FOSSIL HUNTERS have done it again, unearthing a previously unknown species of dinosaur. This find is particularly valuable, however, given that the discovery includes four skulls – two of them intact – of one of the giant plant-eating dinosaurs, writes DICK AHLSTROM, Science Editor
Complete skulls of the massive sauropods, the long-necked plant-eaters that include the Brachiosaurus, are very rare in the fossil record. While their heavy leg bones and vertebrae readily formed intact fossils, their skulls were surprisingly thin and fragile for such large beasts. Thus few skulls survive for study today.
Details of the find, made at a quarry in the famous Dinosaur National Monument in eastern Utah in the US, were published in the current issue of Naturwissenschaften (Science of Nature), a Springer title.
The new animal is known as Abydosaurus and was located embedded in tough sandstone in the monument’s Cedar Mountain Formation near Vernal, Utah. Palaeontologists ended up using explosives to release the fossils from the stone.

EXERCISES TO COMPLETE —
A – Rewrite the article on the Abydosaurus find starting at "FOSSIL HUNTERS have" and ending at "for study today.", swapping "skulls" for "crania".
B – Write the next part of the article on the Abydosaurus find, picking up after its last sentence.
The lines that follow are separate material and unrelated to the article on the Abydosaurus find.

RECORD EXCERPTS —
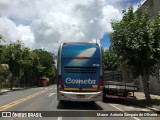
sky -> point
(45, 24)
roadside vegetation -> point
(135, 41)
(22, 67)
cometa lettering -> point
(79, 81)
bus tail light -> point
(100, 86)
(60, 85)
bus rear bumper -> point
(79, 96)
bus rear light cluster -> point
(100, 85)
(60, 85)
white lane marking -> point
(123, 111)
(51, 94)
(59, 118)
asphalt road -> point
(42, 101)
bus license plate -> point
(80, 96)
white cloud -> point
(47, 23)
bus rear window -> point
(75, 51)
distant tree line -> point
(25, 66)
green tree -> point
(137, 42)
(111, 59)
(11, 55)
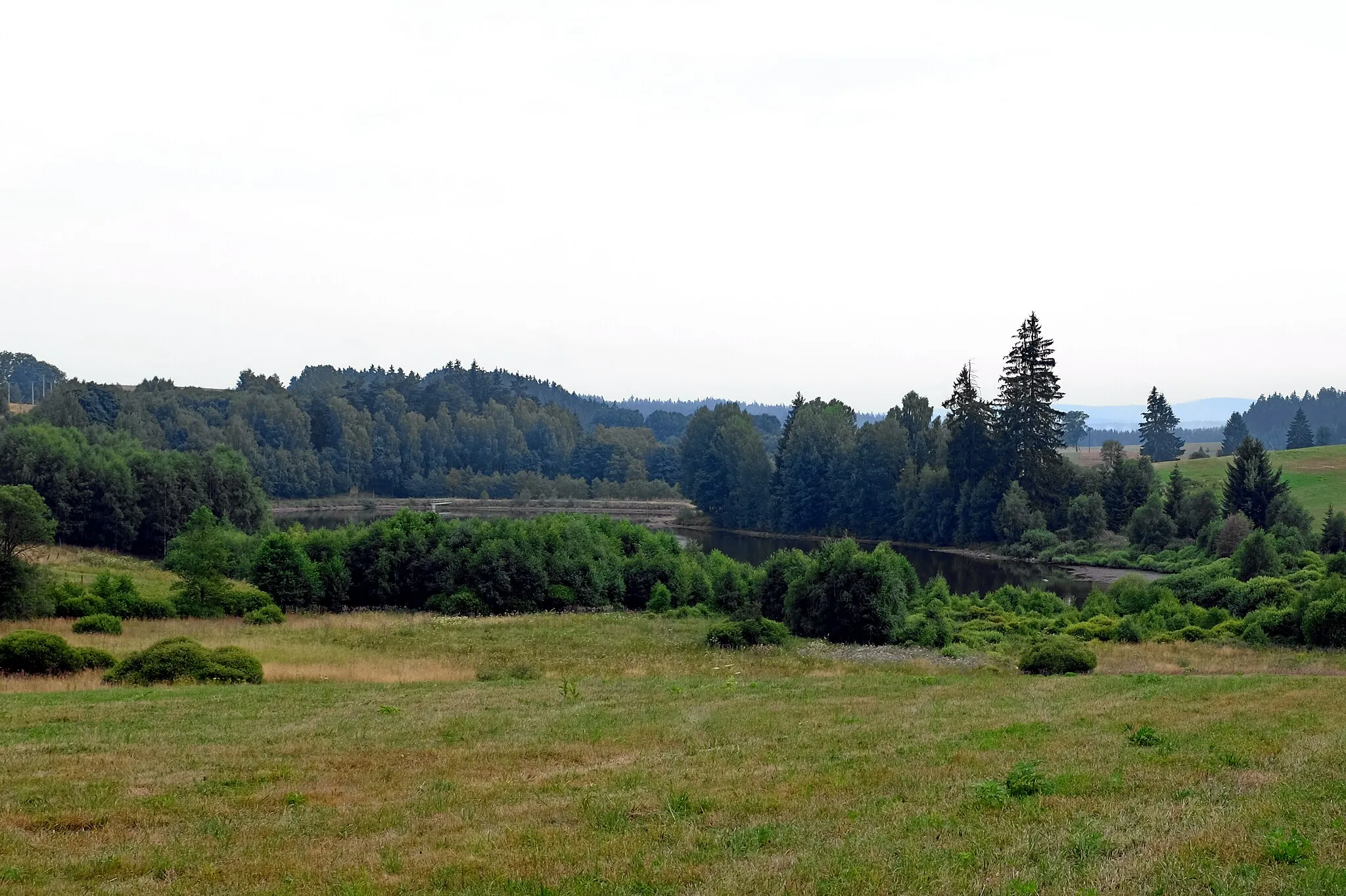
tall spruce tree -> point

LIST OF ANSWERS —
A –
FOSSIL HUNTERS have done it again, unearthing a previously unknown species of dinosaur. This find is particularly valuable, however, given that the discovery includes four crania – two of them intact – of one of the giant plant-eating dinosaurs, writes DICK AHLSTROM, Science Editor
Complete crania of the massive sauropods, the long-necked plant-eaters that include the Brachiosaurus, are very rare in the fossil record. While their heavy leg bones and vertebrae readily formed intact fossils, their crania were surprisingly thin and fragile for such large beasts. Thus few crania survive for study today.

B –
Scientists were able to date the fossil skulls by analysing mineral crystals of zircon found in adjacent rocks, according to Dr Brooks Britt, a palaeontologist at Brigham Young University who worked on the project. This dates Abydosaurus to having lived about 105 million years ago.
Dr Britt says that the skulls are from juveniles estimated to be around 7.6 metres (25 ft) long. Other bones found nearby, including vertebrae, suggest, however, that the mature Abydosaurus was “substantially larger” and could have matched Brachiosaurus for size, about 25 metres long. Brachiosaurus roamed the land much earlier, about 150 million years ago. While the scientists were delighted to have found a new species of dinosaur, equally important is the fact that two of the four skulls are intact. Complete fossilised sauropod skulls are almost never found because they are surprisingly fragile. Palaeontologists hold complete skulls for only eight of the 120 known species of these animals.
They had tremendously heavy bodies and sturdy legs that helped to counterbalance their very long necks. Light skulls were an advantage given this body shape, says Dr Britt. “Their heads are built lighter than mammal skulls because they sit way out at the end of very long necks.”
The skulls were thin and lightly held together with tissues that did not fossilise well. “Instead of thick bones fused together, sauropod skulls are made of thin bones bound together by soft tissue. Usually it falls apart quickly after death and disintegrates,” Dr Britt says.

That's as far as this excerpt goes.